--- GIVEN RECORDS Enclosed Below ---

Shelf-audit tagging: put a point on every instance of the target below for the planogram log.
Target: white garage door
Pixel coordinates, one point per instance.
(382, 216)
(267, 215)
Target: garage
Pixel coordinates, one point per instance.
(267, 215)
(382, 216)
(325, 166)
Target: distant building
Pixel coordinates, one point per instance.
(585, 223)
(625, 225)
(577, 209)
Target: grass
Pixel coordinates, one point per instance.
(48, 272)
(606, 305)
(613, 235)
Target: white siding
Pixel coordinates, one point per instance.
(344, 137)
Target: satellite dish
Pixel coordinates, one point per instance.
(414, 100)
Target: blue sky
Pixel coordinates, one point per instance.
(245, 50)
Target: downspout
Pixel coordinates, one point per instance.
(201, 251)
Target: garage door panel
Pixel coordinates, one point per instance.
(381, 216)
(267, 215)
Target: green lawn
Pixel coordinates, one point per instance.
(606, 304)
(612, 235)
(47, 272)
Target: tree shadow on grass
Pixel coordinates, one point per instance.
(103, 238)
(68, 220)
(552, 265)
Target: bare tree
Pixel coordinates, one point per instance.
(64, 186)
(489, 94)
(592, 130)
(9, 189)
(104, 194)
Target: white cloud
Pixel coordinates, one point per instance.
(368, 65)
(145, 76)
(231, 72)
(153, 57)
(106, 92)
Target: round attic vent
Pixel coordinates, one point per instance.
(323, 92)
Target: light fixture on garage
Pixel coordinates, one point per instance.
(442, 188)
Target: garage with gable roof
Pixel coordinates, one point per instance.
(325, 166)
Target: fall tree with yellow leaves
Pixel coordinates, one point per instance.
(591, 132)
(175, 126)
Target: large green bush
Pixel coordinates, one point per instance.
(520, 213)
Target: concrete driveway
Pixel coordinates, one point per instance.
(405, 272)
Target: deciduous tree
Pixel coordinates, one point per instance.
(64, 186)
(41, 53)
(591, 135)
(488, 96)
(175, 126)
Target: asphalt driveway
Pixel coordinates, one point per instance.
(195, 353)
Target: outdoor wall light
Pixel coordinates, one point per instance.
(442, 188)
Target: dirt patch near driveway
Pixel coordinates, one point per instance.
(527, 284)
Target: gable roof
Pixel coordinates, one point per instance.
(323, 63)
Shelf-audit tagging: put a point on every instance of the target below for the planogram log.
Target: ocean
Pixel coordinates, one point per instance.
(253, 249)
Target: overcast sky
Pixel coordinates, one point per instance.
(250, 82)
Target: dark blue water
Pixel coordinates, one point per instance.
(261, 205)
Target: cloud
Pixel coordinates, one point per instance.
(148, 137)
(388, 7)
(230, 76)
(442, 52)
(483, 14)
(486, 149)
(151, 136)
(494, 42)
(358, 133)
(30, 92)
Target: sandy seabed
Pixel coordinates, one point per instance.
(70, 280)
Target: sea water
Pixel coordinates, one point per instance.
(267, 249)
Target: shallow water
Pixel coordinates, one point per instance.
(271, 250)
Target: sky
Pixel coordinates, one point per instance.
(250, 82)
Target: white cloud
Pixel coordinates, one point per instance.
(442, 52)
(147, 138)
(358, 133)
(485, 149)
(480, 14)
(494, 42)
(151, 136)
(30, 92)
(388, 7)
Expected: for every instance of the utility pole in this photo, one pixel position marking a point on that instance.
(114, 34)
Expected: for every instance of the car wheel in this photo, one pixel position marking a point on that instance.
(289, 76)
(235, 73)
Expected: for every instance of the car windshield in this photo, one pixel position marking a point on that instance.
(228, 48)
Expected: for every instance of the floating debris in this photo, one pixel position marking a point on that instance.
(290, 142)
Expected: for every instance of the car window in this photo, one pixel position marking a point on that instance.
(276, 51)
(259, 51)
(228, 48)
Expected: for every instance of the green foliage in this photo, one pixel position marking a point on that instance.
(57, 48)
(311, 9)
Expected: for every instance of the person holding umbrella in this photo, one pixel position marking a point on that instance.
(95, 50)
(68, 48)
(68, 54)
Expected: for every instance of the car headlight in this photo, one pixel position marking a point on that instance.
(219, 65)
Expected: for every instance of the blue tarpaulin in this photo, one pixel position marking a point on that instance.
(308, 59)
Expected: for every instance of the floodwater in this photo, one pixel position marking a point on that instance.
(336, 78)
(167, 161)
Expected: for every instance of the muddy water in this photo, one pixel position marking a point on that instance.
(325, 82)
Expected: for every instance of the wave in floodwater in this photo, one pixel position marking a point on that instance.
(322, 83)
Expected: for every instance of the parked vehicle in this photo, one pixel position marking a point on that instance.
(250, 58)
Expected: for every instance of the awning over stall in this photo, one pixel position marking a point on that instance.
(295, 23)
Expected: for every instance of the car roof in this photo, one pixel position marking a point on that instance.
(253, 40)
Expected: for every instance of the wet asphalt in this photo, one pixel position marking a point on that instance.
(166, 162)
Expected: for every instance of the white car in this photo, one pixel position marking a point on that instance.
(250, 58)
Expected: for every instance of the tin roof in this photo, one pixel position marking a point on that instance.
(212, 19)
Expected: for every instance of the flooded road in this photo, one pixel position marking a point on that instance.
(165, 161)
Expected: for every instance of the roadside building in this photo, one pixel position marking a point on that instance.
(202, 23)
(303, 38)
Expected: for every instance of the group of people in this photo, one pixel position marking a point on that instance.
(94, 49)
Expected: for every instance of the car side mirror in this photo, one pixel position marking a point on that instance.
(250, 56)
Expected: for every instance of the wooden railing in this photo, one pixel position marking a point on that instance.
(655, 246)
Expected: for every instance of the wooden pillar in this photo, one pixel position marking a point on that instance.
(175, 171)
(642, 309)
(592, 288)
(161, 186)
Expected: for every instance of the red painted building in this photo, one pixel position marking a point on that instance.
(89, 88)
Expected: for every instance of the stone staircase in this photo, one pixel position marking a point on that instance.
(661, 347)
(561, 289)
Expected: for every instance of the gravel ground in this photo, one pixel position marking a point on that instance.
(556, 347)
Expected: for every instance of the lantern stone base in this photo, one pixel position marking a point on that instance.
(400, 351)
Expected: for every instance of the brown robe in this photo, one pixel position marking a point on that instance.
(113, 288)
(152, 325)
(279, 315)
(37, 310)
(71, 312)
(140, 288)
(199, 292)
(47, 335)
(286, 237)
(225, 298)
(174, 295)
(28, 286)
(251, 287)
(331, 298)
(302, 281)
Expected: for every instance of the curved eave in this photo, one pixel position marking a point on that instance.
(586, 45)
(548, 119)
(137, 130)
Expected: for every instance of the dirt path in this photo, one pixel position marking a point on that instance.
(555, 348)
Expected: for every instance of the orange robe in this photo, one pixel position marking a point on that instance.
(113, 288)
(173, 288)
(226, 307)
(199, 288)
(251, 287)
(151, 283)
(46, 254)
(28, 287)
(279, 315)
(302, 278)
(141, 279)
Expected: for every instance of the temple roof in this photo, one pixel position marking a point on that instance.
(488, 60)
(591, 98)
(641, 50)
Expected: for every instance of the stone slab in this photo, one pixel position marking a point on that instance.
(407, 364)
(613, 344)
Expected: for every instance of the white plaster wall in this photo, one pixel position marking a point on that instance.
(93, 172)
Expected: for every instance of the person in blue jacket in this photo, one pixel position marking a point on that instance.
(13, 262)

--- End of Enclosed GIVEN RECORDS ---

Set the data down once more, exactly as it stands.

Shelf-audit tagging: put a point on every instance of the target below for the planogram log.
Target: white garage door
Pixel coordinates, one point per instance.
(382, 216)
(267, 215)
Target: garage
Pixel coordinates, one point per instance.
(267, 215)
(382, 216)
(325, 166)
Target: distant building
Pixel coordinates, one point per instance.
(585, 223)
(625, 225)
(577, 209)
Target: grass
Pixel coordinates, one point per instance.
(48, 272)
(606, 305)
(613, 235)
Target: white siding
Pixel coordinates, one point per instance.
(344, 137)
Target: satellite dish
Pixel coordinates, one point per instance.
(414, 100)
Target: blue sky
Pixel coordinates, one point per instance.
(245, 50)
Target: downspout
Pixel coordinates, one point per instance.
(201, 251)
Target: garage door panel
Pixel coordinates, one point per instance.
(381, 216)
(267, 215)
Target: green lawn
Pixel coordinates, one point per instance.
(606, 304)
(612, 235)
(47, 272)
Target: tree shadow on grass
Pixel coordinates, one point per instance.
(103, 238)
(68, 220)
(552, 265)
Target: bare tree
Pixel coordinates, one point per instance.
(64, 186)
(489, 94)
(592, 130)
(9, 189)
(104, 194)
Target: white cloud
Pixel coordinates, one point per instance.
(368, 65)
(145, 76)
(231, 72)
(153, 57)
(106, 92)
Target: round attic vent
Pixel coordinates, one point per instance.
(323, 92)
Target: light fixture on garage
Pixel coordinates, one point per instance.
(442, 188)
Target: garage with gable roof
Pixel coordinates, one point per instance.
(325, 166)
Target: fall tree with yellow leaves
Pixel coordinates, one point per instance.
(591, 132)
(175, 126)
Target: large green bush
Pixel coordinates, one point per instance.
(520, 213)
Target: concrete driveway
Pixel coordinates, one point per instance.
(405, 272)
Target: deciduous tree
Pixel coordinates, one point per instance.
(64, 186)
(41, 53)
(591, 135)
(488, 96)
(175, 126)
Target: asphalt driveway
Pixel coordinates, one point per instance.
(195, 353)
Target: outdoor wall light
Pixel coordinates, one point per instance.
(442, 188)
Target: dirt patch near driveway
Pixel coordinates, one point per instance.
(527, 284)
Target: gable roof
Pixel coordinates, one point per instance.
(323, 63)
Shelf-audit tagging: put a point on every instance of the target below for the planogram log.
Target: ocean
Pixel coordinates, one point per instance.
(253, 249)
Target: overcast sky
Pixel coordinates, one point per instance.
(250, 82)
Target: dark blue water
Pixel coordinates, one point per instance.
(261, 205)
Target: cloud
Pixel coordinates, one point per instance.
(148, 137)
(388, 7)
(230, 76)
(442, 52)
(483, 14)
(486, 149)
(151, 136)
(494, 42)
(358, 133)
(30, 92)
Target: sandy seabed
Pixel coordinates, one point per instance.
(70, 280)
Target: sea water
Pixel coordinates, one point per instance.
(267, 249)
Target: shallow water
Pixel coordinates, one point per instance.
(271, 250)
Target: sky
Pixel coordinates, one point per instance.
(250, 82)
Target: white cloud
Pixel coordinates, one point per instance.
(442, 52)
(147, 138)
(358, 133)
(485, 149)
(480, 14)
(494, 42)
(151, 136)
(30, 92)
(388, 7)
Expected: for every instance of the utility pole in this photo, one pixel position marking a point on that instance.
(114, 34)
Expected: for every instance of the car wheel in this photo, one pixel position marking a point on that instance.
(289, 76)
(235, 73)
Expected: for every instance of the car windshield in this photo, one pixel position marking a point on that instance.
(228, 48)
Expected: for every instance of the floating debris in this photo, one pixel position marking a point on that instance.
(290, 142)
Expected: for every instance of the car window in this photo, one pixel position marking a point on that instance.
(276, 51)
(259, 51)
(228, 48)
Expected: for every instance of the green foliage in this photo, one pixel position marking a point on that instance.
(57, 48)
(311, 9)
Expected: for every instance of the person holding umbrella in this photo, one pixel position marking a point on that instance.
(95, 50)
(68, 48)
(68, 54)
Expected: for every instance of the car headlight in this photo, one pixel position marking a point on that instance.
(219, 65)
Expected: for every instance of the blue tarpaulin in this photo, one pixel position marking a point on that instance.
(308, 59)
Expected: for every instance of the floodwater in this photo, one pixel position marking a point on that instance.
(336, 78)
(167, 161)
Expected: for every instance of the muddy water in this photo, one pixel position marking a point on that instance.
(325, 82)
Expected: for every instance of the wave in floodwater in this photo, one pixel position marking a point on that instance.
(322, 83)
Expected: for every instance of the parked vehicle in this photo, one pixel position marking a point on that instance.
(250, 58)
Expected: for every instance of the awning over stall in this photo, one pixel position marking a point on that instance.
(295, 23)
Expected: for every instance of the car roof in this photo, one pixel position marking a point on that instance.
(253, 40)
Expected: for every instance of the wet asphalt in this photo, one pixel position marking a point on that instance.
(166, 162)
Expected: for every instance of the white car in this photo, one pixel position marking a point on that instance.
(250, 58)
Expected: for every instance of the tin roof in this photo, one pixel position marking a point on that instance.
(212, 19)
Expected: for every instance of the flooded road in this photo, one pixel position marking a point on that instance.
(165, 161)
Expected: for every instance of the roadside building in this photo, one pixel position marking a point on that instance.
(202, 23)
(303, 38)
Expected: for every instance of the group of people in this photo, one pixel position marking a point on that instance.
(94, 49)
Expected: for every instance of the car side mirror in this photo, one pixel position marking a point on that instance.
(250, 56)
Expected: for every instance of the wooden railing in this photo, one pixel position marking a point on that instance.
(655, 246)
Expected: for every instance of the wooden pillar in this photo, one pixel position marking a point on that instance.
(175, 171)
(642, 309)
(592, 288)
(161, 186)
Expected: for every instance of the red painted building in this photo, one pixel position marking a point on that instance.
(89, 88)
Expected: for every instance of the stone staircase in this photo, one pixel position marking a point on that instance.
(661, 347)
(561, 289)
Expected: for every instance of the gravel ground in this photo, one pixel position marking a point on that instance.
(556, 347)
Expected: for every instance of the lantern stone base in this photo, one pixel position marking a point on that instance.
(400, 351)
Expected: for every instance of the brown robe in this photo, one pixel position marking a point on that instance.
(113, 288)
(152, 325)
(279, 315)
(37, 310)
(71, 312)
(140, 288)
(199, 292)
(47, 335)
(286, 237)
(225, 298)
(174, 295)
(28, 286)
(251, 287)
(331, 298)
(302, 281)
Expected: for every instance of the curved eave in this photo, one pixel position marking a point on that instance.
(586, 45)
(548, 119)
(137, 130)
Expected: for every instance of the dirt path in this photo, one pixel position marking a point on that instance.
(555, 348)
Expected: for every instance of the orange robe in this photo, one pixel position marking a point on that instance.
(113, 288)
(173, 288)
(226, 307)
(199, 288)
(251, 287)
(151, 283)
(46, 254)
(28, 287)
(279, 315)
(302, 278)
(141, 279)
Expected: for every instance of the temple roof in this photo, one pixel position marking a point on that instance.
(488, 60)
(591, 98)
(641, 50)
Expected: for every instance of the stone slab in this photo, one pixel position marking a point on that instance.
(407, 364)
(613, 344)
Expected: for every instance of the white plaster wall in this photo, one pixel position marking a point on that instance.
(93, 172)
Expected: for every instance of the person in blue jacket in this photo, one pixel position marking a point on that instance.
(13, 262)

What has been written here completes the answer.